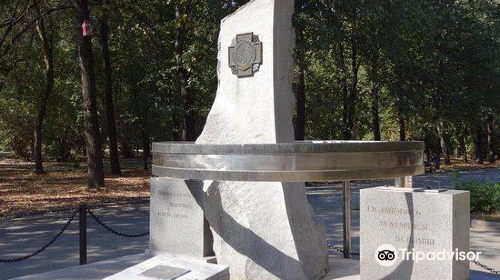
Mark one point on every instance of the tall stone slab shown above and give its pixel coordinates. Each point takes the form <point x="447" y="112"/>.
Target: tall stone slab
<point x="261" y="230"/>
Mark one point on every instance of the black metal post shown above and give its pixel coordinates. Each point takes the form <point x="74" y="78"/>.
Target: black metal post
<point x="83" y="233"/>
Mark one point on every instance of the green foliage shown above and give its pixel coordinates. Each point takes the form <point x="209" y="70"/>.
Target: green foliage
<point x="484" y="196"/>
<point x="423" y="61"/>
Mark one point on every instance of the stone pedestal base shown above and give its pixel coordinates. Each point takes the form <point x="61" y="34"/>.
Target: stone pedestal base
<point x="177" y="223"/>
<point x="421" y="221"/>
<point x="166" y="267"/>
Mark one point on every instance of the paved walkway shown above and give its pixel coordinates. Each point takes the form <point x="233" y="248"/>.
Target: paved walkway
<point x="24" y="235"/>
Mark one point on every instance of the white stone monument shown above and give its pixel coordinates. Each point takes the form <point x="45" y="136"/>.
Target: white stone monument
<point x="429" y="222"/>
<point x="261" y="230"/>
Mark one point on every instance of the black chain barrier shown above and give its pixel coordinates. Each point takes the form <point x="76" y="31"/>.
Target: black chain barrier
<point x="483" y="266"/>
<point x="108" y="228"/>
<point x="63" y="229"/>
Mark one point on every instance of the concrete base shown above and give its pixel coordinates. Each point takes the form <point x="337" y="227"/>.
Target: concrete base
<point x="429" y="223"/>
<point x="340" y="269"/>
<point x="173" y="267"/>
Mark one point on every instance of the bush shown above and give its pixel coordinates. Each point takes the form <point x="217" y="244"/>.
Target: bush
<point x="484" y="196"/>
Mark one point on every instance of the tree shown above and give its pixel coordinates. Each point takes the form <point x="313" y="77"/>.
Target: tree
<point x="89" y="101"/>
<point x="108" y="92"/>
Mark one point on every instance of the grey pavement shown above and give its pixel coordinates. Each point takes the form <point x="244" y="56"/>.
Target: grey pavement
<point x="24" y="235"/>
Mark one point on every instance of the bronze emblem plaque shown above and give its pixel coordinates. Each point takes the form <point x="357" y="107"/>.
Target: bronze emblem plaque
<point x="245" y="55"/>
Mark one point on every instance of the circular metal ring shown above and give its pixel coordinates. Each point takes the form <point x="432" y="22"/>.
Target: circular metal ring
<point x="288" y="162"/>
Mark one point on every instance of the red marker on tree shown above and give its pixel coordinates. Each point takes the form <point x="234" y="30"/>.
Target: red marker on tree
<point x="87" y="28"/>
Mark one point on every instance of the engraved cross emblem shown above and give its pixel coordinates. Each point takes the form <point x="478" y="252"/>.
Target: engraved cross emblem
<point x="245" y="55"/>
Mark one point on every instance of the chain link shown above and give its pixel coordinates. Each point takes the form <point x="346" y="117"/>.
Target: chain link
<point x="63" y="229"/>
<point x="341" y="250"/>
<point x="108" y="228"/>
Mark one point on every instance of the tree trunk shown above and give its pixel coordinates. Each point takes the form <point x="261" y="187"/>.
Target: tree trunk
<point x="146" y="150"/>
<point x="402" y="126"/>
<point x="490" y="128"/>
<point x="401" y="116"/>
<point x="442" y="140"/>
<point x="188" y="130"/>
<point x="462" y="148"/>
<point x="346" y="133"/>
<point x="49" y="85"/>
<point x="301" y="104"/>
<point x="108" y="92"/>
<point x="374" y="94"/>
<point x="353" y="96"/>
<point x="479" y="144"/>
<point x="89" y="102"/>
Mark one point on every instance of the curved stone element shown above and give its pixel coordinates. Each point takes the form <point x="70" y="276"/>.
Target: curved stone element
<point x="289" y="162"/>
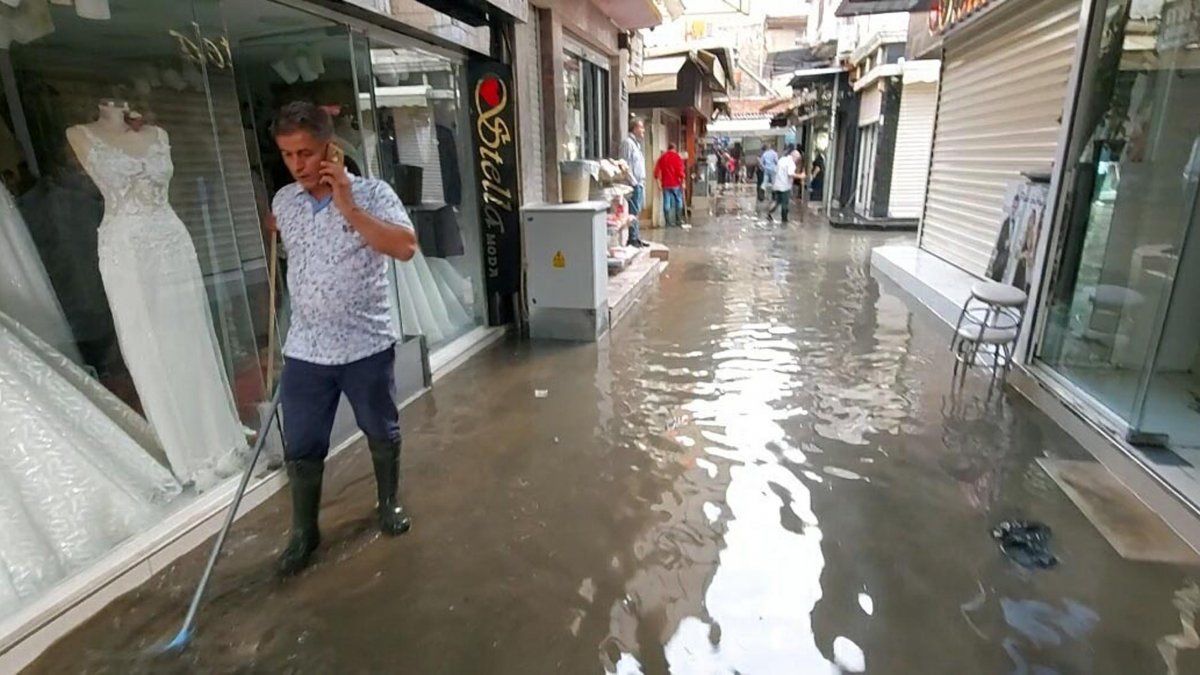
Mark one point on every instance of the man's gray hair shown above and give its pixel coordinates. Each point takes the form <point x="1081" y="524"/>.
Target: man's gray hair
<point x="304" y="115"/>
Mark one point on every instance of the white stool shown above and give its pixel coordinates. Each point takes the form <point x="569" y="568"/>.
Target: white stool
<point x="989" y="324"/>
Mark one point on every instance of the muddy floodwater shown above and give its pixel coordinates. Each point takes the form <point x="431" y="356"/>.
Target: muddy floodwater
<point x="762" y="470"/>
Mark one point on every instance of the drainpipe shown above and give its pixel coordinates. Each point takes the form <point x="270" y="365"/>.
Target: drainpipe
<point x="831" y="160"/>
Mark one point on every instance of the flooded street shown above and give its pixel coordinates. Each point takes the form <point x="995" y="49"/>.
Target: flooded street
<point x="762" y="470"/>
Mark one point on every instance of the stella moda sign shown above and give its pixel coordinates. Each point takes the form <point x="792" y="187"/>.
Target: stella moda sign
<point x="945" y="15"/>
<point x="493" y="123"/>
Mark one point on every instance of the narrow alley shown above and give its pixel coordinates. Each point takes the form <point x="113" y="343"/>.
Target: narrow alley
<point x="763" y="469"/>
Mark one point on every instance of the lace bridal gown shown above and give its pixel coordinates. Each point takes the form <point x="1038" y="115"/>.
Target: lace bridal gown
<point x="161" y="311"/>
<point x="73" y="479"/>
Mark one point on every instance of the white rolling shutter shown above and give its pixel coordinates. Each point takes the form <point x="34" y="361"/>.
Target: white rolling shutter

> [Exercise instructions] Rewrite all the items above, replacing "shown above" with "in the picture" everywhere it occurs and keeping everything else the same. Leave the pictures out of your answer.

> [Response below]
Mark one point on every instance of the tall stone slab in the picture and give its pixel coordinates. Each point takes the form <point x="447" y="112"/>.
Target: tall stone slab
<point x="261" y="230"/>
Mark one point on every instance of the black metal post in the picture and give its pixel coordinates. Each point takes the form <point x="74" y="78"/>.
Target: black metal post
<point x="83" y="233"/>
Mark one point on every instance of the green foliage in the picture and give its pixel coordinates. Each point takes the form <point x="209" y="70"/>.
Target: green foliage
<point x="484" y="196"/>
<point x="423" y="61"/>
Mark one point on every instance of the stone pedestal base in the picture and give its pixel coordinates. Each point takes the form <point x="61" y="34"/>.
Target: stone pedestal base
<point x="177" y="223"/>
<point x="421" y="221"/>
<point x="166" y="267"/>
Mark one point on every instance of the paved walkway in the picture and give its pixel coordinates. Each point takes the form <point x="233" y="248"/>.
Target: paved walkway
<point x="24" y="235"/>
Mark one point on every instance of the white stone monument in the picture and give its pixel coordinates. Each point takes the form <point x="45" y="136"/>.
Target: white stone monument
<point x="429" y="222"/>
<point x="261" y="230"/>
Mark one point on every instance of the black chain barrier in the picture and give its pixel coordinates. Each point takes the form <point x="76" y="31"/>.
Target: black chain barrier
<point x="483" y="266"/>
<point x="108" y="228"/>
<point x="63" y="229"/>
Mark one point on every instance of the concrete base in the picture and give its pixel coordinates. Each point takes the form <point x="337" y="227"/>.
Target: concrete base
<point x="429" y="223"/>
<point x="340" y="269"/>
<point x="173" y="267"/>
Mark one point on every instance of the bush in the picture and give its pixel coordinates. Each point takes the form <point x="217" y="244"/>.
Target: bush
<point x="484" y="196"/>
Mark one point on every instance of the tree in the picture and give its pixel coordinates. Each point takes the form <point x="313" y="77"/>.
Target: tree
<point x="89" y="101"/>
<point x="108" y="92"/>
Mark one point on every instance of the grey pavement in the picture and give its pixel coordinates. Each point takes the form <point x="244" y="56"/>.
Target: grey pavement
<point x="24" y="235"/>
Mark one point on every instance of the bronze emblem plaque in the picture and give its pixel coordinates. Each point takes the form <point x="357" y="107"/>.
Target: bronze emblem plaque
<point x="245" y="55"/>
Mark one point on every instance of the circular metal ring in the picture and give its pixel coordinates. Each point takes the form <point x="432" y="22"/>.
Target: circular metal ring
<point x="288" y="162"/>
Mark one point on every instance of the red marker on tree in the picture and give its pixel coordinates. Each point takes the form <point x="234" y="30"/>.
Target: red marker on tree
<point x="87" y="28"/>
Mark one point on every instance of the engraved cross emblem in the picture and give its pixel coordinates. Each point takes the form <point x="478" y="252"/>.
Target: engraved cross emblem
<point x="245" y="55"/>
Mark one point on every instance of the chain link in the picture and give its pixel coordinates. Each point takes the form <point x="346" y="117"/>.
Target: chain link
<point x="63" y="229"/>
<point x="341" y="250"/>
<point x="108" y="228"/>
Mark one point on every instance of the tree trunk in the picture and give its pixel coordinates. Each point takes the form <point x="261" y="187"/>.
Target: tree trunk
<point x="146" y="150"/>
<point x="402" y="126"/>
<point x="490" y="128"/>
<point x="401" y="116"/>
<point x="442" y="140"/>
<point x="188" y="130"/>
<point x="462" y="148"/>
<point x="346" y="133"/>
<point x="49" y="85"/>
<point x="301" y="104"/>
<point x="108" y="92"/>
<point x="374" y="94"/>
<point x="353" y="96"/>
<point x="479" y="144"/>
<point x="89" y="102"/>
Mark one point on every instance of the curved stone element in the picture and give its pixel coordinates. Each point takes the form <point x="70" y="276"/>.
Target: curved stone element
<point x="289" y="162"/>
Mark one point on every instance of the man's gray hair in the picture and give its pixel coordinates. Each point takes the form <point x="1081" y="524"/>.
Target: man's gray hair
<point x="304" y="115"/>
Mark one point on every instance of the white stool in the picture and give its pixel coordinates. Each point takes the form <point x="569" y="568"/>.
Target: white stool
<point x="989" y="324"/>
Mark one point on every instance of the muddy floodwater in the picture and give its pixel coordinates. Each point takes the form <point x="431" y="356"/>.
Target: muddy floodwater
<point x="762" y="470"/>
Mark one point on every instance of the drainpipe in the picture and give its pixel coordinates. Each point takes the form <point x="270" y="365"/>.
Target: drainpipe
<point x="831" y="160"/>
Mark one point on every instance of the flooded street in the picture and give its pixel coordinates. Each point takes the form <point x="995" y="49"/>.
Target: flooded street
<point x="762" y="470"/>
Mark one point on every instance of the stella moda sign in the picture and give its pixel coordinates. Each point takes the form <point x="792" y="187"/>.
Target: stella moda sign
<point x="945" y="15"/>
<point x="493" y="123"/>
Mark one point on every instance of the narrow alley in the picture and give its pixel coordinates. Each point takes the form <point x="113" y="343"/>.
Target: narrow alley
<point x="763" y="469"/>
Mark one point on every instance of the lace bridal gown in the picture and give its pixel coordinates. Each point takes the form <point x="1038" y="115"/>.
Target: lace bridal gown
<point x="161" y="311"/>
<point x="73" y="479"/>
Mark one point on every instance of the white rolling shutter in the picture and give its pixel coordinates. Each point takes the form <point x="34" y="361"/>.
Target: white rolling shutter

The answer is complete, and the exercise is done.